Named object pointing entries

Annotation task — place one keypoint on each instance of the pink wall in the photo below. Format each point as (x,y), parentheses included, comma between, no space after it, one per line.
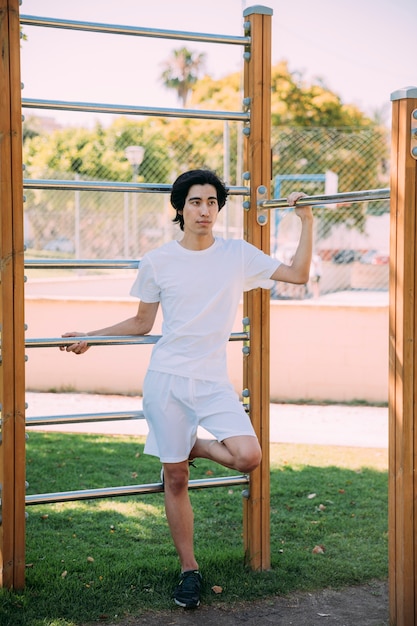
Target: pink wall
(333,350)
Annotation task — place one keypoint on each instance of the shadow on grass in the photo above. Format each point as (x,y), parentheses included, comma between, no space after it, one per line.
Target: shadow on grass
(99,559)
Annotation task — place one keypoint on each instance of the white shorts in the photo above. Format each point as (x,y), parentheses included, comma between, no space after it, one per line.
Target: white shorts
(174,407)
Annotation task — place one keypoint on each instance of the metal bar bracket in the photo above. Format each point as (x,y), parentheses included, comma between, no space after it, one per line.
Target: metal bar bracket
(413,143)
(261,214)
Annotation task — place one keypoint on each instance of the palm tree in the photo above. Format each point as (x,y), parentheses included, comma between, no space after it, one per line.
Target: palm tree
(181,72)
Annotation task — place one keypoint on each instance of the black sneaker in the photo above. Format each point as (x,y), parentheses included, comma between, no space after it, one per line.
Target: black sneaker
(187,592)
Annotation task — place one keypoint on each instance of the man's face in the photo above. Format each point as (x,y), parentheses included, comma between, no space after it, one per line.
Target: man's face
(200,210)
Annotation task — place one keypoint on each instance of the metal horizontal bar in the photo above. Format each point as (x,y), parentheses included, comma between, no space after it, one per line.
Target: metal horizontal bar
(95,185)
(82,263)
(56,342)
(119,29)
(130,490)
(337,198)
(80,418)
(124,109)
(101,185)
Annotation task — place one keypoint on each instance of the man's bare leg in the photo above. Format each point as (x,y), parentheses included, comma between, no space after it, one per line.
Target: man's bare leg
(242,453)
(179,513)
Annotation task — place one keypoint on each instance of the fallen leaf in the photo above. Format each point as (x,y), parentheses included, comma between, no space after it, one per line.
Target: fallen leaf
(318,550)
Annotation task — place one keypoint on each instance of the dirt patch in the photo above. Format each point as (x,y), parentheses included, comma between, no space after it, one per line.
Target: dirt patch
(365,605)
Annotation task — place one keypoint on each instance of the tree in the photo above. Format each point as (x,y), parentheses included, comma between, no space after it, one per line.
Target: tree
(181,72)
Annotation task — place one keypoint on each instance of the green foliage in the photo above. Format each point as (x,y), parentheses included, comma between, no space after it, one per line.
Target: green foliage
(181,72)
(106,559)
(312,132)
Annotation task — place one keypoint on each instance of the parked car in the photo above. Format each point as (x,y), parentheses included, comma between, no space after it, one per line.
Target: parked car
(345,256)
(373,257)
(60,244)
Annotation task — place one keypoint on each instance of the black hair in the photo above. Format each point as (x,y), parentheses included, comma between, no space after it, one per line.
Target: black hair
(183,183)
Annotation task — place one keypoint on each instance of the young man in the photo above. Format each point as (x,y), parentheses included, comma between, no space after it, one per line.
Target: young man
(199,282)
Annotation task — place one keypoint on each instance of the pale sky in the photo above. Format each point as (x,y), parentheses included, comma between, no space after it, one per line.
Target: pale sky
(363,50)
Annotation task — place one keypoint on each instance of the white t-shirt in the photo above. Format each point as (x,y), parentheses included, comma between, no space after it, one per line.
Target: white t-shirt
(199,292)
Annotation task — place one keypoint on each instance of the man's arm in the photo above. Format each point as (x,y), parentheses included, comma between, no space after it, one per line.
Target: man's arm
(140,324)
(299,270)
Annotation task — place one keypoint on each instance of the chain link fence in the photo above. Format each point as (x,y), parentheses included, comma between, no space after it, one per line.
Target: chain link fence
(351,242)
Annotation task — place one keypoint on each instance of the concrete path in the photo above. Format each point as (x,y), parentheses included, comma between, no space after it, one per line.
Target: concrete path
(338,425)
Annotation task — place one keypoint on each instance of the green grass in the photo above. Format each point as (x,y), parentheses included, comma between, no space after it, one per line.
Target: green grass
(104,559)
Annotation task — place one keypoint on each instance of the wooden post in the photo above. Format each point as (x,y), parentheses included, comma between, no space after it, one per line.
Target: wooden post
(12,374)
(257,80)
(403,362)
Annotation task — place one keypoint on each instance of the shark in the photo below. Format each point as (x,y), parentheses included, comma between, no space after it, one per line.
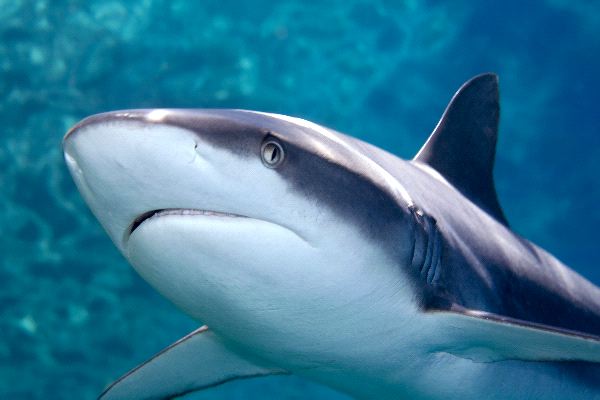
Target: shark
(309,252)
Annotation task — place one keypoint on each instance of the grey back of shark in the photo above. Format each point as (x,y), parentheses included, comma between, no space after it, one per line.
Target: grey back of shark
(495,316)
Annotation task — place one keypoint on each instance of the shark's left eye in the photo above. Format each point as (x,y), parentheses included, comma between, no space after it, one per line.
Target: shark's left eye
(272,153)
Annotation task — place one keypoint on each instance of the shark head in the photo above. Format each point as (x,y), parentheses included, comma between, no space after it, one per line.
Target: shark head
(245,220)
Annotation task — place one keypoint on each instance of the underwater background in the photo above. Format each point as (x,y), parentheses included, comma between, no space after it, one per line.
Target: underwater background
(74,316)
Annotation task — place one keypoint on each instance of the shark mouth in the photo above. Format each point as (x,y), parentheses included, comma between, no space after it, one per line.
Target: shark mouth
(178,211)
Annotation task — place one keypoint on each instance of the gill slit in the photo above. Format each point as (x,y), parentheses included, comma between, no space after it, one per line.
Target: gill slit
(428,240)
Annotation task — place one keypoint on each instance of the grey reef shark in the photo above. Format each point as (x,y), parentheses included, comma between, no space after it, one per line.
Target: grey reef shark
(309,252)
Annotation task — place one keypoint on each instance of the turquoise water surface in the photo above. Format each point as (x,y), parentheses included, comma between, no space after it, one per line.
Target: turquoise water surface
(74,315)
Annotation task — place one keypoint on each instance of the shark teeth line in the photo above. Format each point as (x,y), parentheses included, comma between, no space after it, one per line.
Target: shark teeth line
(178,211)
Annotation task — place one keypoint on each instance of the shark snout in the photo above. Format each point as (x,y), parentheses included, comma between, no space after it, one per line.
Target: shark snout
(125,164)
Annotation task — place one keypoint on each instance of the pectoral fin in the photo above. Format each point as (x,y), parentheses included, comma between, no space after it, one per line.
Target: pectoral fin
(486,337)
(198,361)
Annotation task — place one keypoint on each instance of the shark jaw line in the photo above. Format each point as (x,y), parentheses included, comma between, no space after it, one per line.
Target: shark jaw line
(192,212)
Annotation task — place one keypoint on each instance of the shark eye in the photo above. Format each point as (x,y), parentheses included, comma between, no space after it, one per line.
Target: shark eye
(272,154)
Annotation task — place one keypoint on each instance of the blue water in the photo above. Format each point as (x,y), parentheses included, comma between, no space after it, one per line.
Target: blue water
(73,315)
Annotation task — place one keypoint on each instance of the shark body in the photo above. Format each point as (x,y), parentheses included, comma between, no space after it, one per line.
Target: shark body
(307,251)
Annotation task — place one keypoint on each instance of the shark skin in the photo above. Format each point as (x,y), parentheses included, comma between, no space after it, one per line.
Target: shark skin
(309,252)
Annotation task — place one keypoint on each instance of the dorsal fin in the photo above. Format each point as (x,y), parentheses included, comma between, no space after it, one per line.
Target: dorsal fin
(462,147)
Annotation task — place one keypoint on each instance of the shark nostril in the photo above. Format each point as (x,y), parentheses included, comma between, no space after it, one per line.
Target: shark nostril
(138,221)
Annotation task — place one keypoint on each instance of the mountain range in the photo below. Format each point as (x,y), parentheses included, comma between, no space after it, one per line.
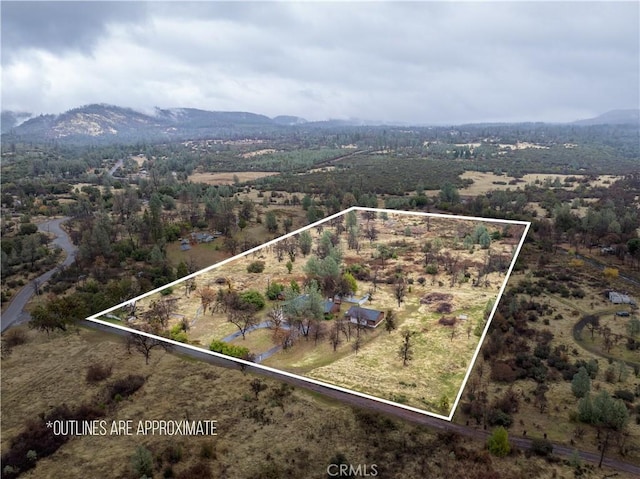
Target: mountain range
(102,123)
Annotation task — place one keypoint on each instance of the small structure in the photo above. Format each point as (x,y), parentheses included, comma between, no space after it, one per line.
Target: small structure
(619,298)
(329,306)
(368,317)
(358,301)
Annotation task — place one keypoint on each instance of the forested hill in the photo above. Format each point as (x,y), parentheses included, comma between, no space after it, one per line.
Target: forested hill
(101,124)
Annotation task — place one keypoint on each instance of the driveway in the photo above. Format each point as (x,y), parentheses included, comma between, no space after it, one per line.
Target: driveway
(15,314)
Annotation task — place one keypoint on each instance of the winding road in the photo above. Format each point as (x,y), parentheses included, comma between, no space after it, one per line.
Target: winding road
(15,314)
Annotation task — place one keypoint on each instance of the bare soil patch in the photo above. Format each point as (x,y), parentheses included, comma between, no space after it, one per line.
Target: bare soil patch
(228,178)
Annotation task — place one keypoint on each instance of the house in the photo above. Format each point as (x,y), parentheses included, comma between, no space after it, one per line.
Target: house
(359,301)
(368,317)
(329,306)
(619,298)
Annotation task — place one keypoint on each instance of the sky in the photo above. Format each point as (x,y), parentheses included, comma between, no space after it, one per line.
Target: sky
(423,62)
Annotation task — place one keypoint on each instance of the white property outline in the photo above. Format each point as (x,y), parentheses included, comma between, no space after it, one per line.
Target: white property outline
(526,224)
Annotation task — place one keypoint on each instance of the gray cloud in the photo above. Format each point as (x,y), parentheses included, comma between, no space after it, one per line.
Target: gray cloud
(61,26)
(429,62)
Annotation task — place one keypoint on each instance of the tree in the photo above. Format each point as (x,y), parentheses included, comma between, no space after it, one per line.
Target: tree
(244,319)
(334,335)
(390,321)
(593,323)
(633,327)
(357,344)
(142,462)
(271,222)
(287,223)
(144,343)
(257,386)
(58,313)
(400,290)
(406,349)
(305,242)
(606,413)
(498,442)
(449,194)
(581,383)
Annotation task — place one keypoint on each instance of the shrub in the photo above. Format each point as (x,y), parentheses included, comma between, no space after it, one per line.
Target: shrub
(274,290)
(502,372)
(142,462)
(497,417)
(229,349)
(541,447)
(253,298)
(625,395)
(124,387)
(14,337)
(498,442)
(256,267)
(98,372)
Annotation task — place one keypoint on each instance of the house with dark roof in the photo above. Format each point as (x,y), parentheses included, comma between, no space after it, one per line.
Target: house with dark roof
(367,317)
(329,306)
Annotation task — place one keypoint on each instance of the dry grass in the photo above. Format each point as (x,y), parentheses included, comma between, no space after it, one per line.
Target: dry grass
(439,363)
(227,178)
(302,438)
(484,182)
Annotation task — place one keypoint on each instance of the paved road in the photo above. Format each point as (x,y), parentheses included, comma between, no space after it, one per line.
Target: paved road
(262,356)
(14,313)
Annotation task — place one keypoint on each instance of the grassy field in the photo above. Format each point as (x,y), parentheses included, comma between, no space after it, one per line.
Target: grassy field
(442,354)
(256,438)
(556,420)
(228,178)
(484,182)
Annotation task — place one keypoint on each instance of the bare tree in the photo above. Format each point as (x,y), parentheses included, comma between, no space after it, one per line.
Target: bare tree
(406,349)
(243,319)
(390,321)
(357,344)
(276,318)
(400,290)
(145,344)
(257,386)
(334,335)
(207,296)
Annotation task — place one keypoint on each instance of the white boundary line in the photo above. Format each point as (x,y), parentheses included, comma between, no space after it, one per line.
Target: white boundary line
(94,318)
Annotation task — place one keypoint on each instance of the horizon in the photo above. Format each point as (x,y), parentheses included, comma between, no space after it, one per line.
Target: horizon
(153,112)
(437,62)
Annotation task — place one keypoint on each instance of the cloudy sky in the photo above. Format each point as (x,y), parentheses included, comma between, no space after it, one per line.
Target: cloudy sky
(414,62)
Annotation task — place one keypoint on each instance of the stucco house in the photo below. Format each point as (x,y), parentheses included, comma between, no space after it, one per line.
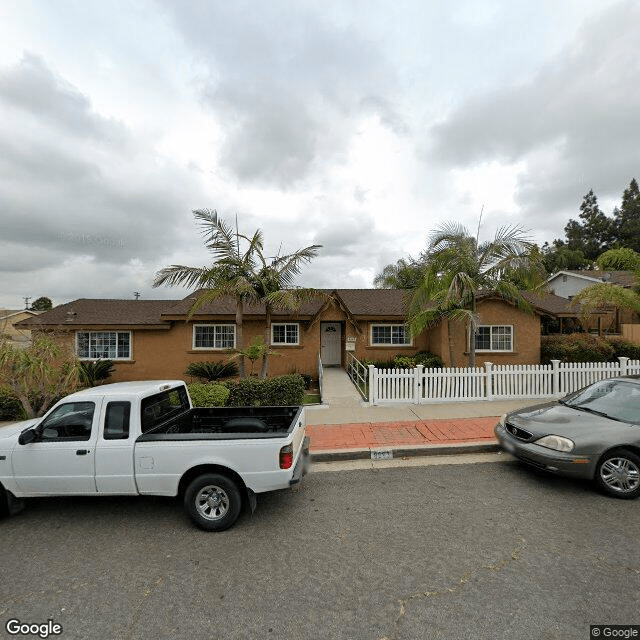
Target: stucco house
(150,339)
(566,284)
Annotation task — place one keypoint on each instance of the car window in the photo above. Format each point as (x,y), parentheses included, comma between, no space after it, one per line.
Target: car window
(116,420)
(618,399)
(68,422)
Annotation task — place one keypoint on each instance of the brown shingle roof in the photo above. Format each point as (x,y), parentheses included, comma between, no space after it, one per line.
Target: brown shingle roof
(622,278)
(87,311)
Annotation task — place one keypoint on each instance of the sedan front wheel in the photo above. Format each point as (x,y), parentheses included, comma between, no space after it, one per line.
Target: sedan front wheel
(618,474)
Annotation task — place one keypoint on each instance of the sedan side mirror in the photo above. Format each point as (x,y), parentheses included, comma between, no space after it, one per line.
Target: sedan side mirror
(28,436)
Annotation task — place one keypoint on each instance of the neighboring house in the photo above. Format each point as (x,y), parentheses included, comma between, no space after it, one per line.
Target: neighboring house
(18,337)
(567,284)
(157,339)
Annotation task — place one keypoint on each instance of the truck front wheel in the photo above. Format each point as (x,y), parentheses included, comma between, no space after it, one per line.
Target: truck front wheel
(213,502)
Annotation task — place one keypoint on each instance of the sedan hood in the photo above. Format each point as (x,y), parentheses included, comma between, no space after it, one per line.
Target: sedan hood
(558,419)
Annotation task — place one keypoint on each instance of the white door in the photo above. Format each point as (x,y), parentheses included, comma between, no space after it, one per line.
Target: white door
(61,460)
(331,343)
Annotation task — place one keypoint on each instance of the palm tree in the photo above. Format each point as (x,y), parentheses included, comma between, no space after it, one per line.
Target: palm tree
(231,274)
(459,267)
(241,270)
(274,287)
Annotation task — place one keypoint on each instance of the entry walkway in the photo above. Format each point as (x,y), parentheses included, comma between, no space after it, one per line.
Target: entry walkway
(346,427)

PROBLEM DETAILS: Beginning at the line that contains "of the truck", retype each line of the listing up to and including the last one, exactly as it stands, and nothing else.

CORRECT ANSWER:
Annotation task — place one keypoint on each instance of the truck front wheel in the photo above. Format each point as (x,y), parentheses included, comma between, no space after it, one per line.
Target: truck front wheel
(213,502)
Annotation task — place one keypoint on each instance of the sedan hood in the photo above. Format each point as (x,y), parentheses included, comma between, no space after it, one per line.
Target: sedan hood
(558,419)
Annotation task — place one keypoint on each instance of the white door in the photo above. Format each point as (x,y), parentheses included, comma between, no space after it, one per line.
Target: white door
(61,460)
(331,343)
Annotation task — place one keypoint on each instance of the palm tree in the photo above. Format each point as (x,y), parentheses included, comma between, no space after it, one per line.
Target: palm tree
(231,274)
(459,267)
(241,270)
(274,287)
Annotation task — place one keypoint on each instance of the entry walkway in the photo above. Format each point as (x,y), parentheses included, comma between, no space after it, one per line.
Target: entry walkway
(346,427)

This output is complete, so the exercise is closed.